**Given task:**
Print each of the following records line by line with no changes.

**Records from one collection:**
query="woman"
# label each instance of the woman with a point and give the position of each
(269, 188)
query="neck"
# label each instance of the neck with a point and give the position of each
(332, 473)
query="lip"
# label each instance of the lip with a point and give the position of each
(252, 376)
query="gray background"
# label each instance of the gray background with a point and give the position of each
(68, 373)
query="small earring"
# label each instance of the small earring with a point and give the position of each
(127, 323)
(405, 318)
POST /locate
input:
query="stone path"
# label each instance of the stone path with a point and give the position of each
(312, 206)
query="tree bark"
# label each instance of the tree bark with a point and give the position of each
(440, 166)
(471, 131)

**Reply:**
query="woman"
# label each instance of the woman with a point and give the position of each
(269, 188)
query="neck"
# label each instance of the neck with a point and give the position of each
(332, 473)
query="lip"
# label each instance of the lip with a point and give the position of each
(252, 376)
query="gray background"
# label each instance of the gray background with a point and give the position of each
(68, 373)
query="small earring"
# label each instance of the small earring with a point and give the position of each
(127, 323)
(405, 318)
POST /locate
input:
query="stone path"
# label each instance of the stone path with a point and give the position of each
(312, 206)
query="tree bark"
# label each instance of the tree bark with a point and give the position of each
(440, 166)
(471, 131)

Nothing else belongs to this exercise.